Source excerpt
╔══

### Download data

In [238]:
!kg config -c dogs-vs-cats-redux-kernels-edition

In [239]:
!kg download

Starting new HTTPS connection (1): www.kaggle.com
downloading https://www.kaggle.com/c/dogs-vs-cats-redux-kernels-edition/download/test.zip

Starting new HTTPS connection (1): storage.googleapis.com
test.zip already downloaded !
downloading https://www.kaggle.com/c/dogs-vs-cats-redux-kernels-edition/download/train.zip

train.zip already downloaded !
downloading https://www.kaggle.com/c/dogs-vs-cats-redux-kernels-edition/download/sample_submission.csv

sample_submission.csv already downloaded !


In [240]:
# These commands consistently crashed my notebook...? Whatevs.
# unzip test.zip
# unzip train.zip
!ls train | wc -l
!ls test | wc -l

25000
12500



### Organize data

In [241]:
%%bash
echo "Organizing train data"
mkdir -p train/cats train/dogs
find train/dog* -maxdepth 0 -type f | xargs -I {} mv {} train/dogs
find train/cat* -maxdepth 0 -type f | xargs -I {} mv {} train/cats

echo "Organizing test data"

╚══

Instruction 1
Could you repeat the notebook excerpt from "Starting new HTTPS connection (1): storage.googleapis.com" to "sample_submission.csv already downloaded !", swapping "already downloaded" for "previously downloaded" wherever it appears?

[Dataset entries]

╔══

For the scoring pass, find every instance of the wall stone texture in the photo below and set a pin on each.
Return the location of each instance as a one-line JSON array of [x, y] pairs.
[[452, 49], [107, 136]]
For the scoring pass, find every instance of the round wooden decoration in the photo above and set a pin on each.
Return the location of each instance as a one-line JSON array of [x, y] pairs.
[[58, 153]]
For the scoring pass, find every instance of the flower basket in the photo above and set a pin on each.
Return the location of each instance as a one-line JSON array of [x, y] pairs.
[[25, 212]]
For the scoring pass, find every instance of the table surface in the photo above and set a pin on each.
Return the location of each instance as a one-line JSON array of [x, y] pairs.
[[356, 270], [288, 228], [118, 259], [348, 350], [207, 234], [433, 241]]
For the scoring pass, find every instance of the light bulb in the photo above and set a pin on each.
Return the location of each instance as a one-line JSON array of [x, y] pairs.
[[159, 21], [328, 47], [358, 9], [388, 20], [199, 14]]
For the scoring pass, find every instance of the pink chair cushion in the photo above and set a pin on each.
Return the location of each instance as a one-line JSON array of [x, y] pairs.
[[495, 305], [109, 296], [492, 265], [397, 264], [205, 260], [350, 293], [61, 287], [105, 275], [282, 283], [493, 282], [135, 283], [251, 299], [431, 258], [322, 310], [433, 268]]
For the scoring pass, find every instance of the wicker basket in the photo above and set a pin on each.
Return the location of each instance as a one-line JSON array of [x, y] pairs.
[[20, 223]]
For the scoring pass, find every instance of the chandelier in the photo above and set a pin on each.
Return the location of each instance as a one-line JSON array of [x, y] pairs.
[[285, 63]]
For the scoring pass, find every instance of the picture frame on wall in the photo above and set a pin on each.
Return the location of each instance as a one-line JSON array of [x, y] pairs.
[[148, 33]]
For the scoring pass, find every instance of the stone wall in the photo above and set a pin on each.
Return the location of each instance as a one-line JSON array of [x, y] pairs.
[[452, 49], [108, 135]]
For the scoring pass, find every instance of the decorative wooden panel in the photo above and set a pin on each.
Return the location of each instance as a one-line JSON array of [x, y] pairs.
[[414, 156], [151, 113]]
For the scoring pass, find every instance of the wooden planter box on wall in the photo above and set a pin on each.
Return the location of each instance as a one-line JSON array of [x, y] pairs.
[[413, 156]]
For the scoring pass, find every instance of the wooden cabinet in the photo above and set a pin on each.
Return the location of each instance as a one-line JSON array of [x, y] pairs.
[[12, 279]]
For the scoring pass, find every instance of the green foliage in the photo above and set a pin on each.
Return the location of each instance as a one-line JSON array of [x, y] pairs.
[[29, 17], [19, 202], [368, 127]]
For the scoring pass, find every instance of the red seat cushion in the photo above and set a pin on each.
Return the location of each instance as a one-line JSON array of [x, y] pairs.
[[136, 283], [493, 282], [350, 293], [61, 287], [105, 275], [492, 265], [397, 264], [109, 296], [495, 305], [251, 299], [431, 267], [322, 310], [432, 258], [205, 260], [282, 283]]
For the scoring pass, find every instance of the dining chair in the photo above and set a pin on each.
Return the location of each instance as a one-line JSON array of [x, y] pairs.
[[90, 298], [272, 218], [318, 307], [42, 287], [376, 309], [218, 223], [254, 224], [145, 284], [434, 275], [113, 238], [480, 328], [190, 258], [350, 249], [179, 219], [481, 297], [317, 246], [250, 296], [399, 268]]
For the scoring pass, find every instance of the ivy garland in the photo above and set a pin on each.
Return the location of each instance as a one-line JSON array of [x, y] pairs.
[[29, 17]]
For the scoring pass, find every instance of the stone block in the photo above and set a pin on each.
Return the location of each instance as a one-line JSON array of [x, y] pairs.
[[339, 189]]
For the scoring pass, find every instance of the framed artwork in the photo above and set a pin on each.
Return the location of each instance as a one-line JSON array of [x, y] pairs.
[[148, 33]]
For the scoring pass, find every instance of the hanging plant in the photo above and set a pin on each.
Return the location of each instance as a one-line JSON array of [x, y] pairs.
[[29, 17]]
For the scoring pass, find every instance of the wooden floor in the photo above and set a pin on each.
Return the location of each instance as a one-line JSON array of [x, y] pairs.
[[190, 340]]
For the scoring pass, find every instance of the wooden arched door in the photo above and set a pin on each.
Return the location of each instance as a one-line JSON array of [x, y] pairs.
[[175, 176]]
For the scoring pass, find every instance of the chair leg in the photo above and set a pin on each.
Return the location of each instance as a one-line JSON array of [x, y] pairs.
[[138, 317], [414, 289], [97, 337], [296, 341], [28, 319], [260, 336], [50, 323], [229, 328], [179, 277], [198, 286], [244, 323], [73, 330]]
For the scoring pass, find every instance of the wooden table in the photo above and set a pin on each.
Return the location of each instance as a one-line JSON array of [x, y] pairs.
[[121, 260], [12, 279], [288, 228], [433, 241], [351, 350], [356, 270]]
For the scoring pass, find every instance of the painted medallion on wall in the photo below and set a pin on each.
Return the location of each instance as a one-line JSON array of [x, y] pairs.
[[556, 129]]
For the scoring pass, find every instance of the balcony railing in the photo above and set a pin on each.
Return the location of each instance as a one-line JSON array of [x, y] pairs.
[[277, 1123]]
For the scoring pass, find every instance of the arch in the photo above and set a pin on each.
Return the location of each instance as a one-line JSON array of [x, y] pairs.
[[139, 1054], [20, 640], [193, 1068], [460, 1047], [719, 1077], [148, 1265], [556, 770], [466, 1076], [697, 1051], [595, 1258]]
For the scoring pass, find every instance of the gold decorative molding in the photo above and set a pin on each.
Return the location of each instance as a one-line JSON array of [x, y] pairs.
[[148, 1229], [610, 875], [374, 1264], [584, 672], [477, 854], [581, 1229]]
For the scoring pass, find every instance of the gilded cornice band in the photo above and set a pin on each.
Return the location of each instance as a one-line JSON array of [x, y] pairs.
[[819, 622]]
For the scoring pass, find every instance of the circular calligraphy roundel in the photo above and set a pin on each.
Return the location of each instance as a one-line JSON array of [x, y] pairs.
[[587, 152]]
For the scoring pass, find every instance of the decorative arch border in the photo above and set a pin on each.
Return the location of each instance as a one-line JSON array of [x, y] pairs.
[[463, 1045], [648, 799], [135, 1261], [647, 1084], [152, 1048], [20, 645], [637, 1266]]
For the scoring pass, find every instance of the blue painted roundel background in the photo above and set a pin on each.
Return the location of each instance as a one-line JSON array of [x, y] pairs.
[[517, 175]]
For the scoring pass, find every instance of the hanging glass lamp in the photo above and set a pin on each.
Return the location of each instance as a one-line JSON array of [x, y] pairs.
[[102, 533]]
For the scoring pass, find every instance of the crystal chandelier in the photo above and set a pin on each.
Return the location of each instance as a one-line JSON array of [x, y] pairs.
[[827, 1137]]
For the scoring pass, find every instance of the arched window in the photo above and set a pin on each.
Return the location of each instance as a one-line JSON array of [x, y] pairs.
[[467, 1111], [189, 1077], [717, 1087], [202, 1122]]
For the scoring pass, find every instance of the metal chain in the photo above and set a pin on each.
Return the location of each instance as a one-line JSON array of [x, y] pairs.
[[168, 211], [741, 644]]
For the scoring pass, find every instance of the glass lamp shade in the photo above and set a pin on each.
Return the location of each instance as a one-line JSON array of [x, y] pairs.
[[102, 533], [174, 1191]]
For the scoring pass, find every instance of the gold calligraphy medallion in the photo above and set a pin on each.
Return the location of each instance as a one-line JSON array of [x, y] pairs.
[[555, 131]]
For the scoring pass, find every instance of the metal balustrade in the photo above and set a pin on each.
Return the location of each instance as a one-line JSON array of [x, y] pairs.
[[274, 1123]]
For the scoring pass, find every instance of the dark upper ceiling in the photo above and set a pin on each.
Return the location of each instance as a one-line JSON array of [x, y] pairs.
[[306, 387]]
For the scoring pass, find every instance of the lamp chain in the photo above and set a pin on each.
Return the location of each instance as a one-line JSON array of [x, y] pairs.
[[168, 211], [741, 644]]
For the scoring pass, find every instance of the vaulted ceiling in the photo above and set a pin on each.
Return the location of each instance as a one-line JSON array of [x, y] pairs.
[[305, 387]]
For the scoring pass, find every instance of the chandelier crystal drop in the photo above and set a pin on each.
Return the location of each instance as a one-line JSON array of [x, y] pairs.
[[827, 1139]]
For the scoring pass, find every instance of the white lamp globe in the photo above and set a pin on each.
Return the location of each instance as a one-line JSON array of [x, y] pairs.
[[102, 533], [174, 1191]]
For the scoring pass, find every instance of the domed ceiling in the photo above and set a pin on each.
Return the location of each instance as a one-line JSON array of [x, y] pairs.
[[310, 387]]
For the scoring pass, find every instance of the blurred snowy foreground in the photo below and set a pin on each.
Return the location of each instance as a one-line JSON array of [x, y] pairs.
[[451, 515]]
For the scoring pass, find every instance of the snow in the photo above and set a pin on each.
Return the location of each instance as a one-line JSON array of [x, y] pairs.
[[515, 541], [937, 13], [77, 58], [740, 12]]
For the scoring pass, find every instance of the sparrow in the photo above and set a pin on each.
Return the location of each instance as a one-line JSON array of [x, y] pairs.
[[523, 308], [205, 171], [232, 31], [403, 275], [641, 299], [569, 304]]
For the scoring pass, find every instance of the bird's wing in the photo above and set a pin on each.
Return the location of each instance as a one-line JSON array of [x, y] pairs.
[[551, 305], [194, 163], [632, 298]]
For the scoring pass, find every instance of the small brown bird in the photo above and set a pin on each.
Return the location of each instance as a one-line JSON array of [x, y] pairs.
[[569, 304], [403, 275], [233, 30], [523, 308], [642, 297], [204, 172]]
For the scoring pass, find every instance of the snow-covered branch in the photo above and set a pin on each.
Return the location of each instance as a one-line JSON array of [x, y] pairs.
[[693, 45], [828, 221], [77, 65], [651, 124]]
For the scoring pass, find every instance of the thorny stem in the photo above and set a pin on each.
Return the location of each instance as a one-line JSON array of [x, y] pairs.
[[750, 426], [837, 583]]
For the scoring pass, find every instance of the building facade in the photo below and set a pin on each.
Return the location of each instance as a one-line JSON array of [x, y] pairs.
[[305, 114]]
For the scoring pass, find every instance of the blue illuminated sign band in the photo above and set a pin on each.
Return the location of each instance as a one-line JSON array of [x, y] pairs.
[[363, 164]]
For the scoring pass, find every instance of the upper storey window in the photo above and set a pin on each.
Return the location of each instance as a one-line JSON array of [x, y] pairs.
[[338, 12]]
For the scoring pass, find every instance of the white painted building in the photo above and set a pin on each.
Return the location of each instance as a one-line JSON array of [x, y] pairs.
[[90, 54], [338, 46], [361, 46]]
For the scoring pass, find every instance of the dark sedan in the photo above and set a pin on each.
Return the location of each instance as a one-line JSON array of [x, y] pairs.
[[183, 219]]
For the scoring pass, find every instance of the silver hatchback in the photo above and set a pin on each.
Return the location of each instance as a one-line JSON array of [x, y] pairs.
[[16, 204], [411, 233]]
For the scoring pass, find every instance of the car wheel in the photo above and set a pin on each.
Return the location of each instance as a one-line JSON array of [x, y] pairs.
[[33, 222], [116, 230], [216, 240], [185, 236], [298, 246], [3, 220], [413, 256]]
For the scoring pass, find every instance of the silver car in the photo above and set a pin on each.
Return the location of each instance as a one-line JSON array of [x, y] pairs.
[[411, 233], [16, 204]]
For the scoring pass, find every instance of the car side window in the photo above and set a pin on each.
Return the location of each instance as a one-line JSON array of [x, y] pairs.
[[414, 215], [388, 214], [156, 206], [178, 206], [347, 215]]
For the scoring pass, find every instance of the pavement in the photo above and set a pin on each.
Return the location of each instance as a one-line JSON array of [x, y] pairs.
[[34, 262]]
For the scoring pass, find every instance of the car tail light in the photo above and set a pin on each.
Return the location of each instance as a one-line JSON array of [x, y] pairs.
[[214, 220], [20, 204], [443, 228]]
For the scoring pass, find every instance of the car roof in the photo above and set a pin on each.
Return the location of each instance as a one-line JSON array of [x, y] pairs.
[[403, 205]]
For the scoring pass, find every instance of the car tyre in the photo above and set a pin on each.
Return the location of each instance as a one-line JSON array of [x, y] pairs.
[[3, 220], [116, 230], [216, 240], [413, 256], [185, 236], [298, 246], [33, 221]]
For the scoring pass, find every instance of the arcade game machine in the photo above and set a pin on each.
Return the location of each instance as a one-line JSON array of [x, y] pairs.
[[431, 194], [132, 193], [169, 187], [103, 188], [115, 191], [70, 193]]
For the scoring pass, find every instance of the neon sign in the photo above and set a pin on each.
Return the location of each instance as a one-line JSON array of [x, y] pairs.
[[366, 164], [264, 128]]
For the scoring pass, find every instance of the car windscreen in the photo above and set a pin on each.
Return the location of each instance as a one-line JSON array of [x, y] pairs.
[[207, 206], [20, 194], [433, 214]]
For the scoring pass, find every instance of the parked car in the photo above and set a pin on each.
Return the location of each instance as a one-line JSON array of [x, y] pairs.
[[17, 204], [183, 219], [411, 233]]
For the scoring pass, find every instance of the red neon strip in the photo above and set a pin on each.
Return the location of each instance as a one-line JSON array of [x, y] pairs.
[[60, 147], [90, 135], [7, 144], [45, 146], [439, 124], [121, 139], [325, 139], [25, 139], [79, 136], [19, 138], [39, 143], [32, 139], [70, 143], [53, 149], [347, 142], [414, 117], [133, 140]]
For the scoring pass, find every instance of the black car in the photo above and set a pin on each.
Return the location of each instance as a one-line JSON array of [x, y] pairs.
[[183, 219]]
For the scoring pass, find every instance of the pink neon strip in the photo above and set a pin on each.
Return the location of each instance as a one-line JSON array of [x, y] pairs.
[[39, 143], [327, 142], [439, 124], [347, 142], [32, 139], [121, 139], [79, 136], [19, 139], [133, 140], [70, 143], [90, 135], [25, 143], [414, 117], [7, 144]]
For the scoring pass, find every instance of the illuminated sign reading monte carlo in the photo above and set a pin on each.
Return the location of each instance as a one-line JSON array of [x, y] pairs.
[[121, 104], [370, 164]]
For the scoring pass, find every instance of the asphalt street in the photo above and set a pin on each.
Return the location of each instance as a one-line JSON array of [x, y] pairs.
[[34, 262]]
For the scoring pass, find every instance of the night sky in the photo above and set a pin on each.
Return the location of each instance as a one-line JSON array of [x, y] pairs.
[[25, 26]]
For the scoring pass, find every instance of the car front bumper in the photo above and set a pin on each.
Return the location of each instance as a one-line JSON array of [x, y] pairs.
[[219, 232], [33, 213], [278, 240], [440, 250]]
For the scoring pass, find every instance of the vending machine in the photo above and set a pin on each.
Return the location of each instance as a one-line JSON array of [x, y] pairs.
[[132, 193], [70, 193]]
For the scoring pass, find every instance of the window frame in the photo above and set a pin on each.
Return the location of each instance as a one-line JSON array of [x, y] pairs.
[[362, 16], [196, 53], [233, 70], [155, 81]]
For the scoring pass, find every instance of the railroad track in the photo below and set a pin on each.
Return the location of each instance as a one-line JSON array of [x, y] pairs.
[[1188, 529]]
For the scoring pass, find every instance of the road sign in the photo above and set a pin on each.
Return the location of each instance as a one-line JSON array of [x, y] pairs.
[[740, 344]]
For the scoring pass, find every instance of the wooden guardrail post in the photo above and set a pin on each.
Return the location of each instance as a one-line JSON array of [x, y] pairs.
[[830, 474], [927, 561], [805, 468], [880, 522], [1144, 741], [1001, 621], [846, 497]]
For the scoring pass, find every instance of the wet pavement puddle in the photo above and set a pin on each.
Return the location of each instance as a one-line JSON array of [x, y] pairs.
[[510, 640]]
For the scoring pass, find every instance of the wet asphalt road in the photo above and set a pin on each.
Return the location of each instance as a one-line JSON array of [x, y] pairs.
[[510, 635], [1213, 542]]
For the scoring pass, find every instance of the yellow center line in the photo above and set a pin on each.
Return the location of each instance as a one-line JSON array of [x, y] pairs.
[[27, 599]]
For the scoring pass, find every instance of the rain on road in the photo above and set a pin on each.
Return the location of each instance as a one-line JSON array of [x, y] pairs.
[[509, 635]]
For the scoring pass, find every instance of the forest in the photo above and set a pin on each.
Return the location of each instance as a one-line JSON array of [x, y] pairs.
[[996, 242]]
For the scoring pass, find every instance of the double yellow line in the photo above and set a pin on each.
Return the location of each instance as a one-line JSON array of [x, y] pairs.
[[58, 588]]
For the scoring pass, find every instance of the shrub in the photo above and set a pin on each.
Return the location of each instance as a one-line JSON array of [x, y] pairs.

╚══

Instruction 2
Can you turn the records, from their first line to the line with "[[159, 21], [328, 47], [358, 9], [388, 20], [199, 14]]", into a numbered list with blank lines left out?

Complete output 1
Starting new HTTPS connection (1): storage.googleapis.com
test.zip previously downloaded !
downloading https://www.kaggle.com/c/dogs-vs-cats-redux-kernels-edition/download/train.zip

train.zip previously downloaded !
downloading https://www.kaggle.com/c/dogs-vs-cats-redux-kernels-edition/download/sample_submission.csv

sample_submission.csv previously downloaded !

Complete output 2
1. For the scoring pass, find every instance of the wall stone texture in the photo below and set a pin on each.
2. Return the location of each instance as a one-line JSON array of [x, y] pairs.
3. [[452, 49], [107, 136]]
4. For the scoring pass, find every instance of the round wooden decoration in the photo above and set a pin on each.
5. Return the location of each instance as a one-line JSON array of [x, y] pairs.
6. [[58, 153]]
7. For the scoring pass, find every instance of the flower basket in the photo above and set a pin on each.
8. Return the location of each instance as a one-line JSON array of [x, y] pairs.
9. [[25, 212]]
10. For the scoring pass, find every instance of the table surface in the photo above and set a pin on each.
11. Return the location of each instance as a one-line JSON array of [x, y] pairs.
12. [[356, 270], [288, 228], [118, 259], [348, 350], [207, 234], [433, 241]]
13. For the scoring pass, find every instance of the light bulb in the photo above and set a pin on each.
14. Return the location of each instance as a one-line JSON array of [x, y] pairs.
15. [[159, 21], [328, 47], [358, 9], [388, 20], [199, 14]]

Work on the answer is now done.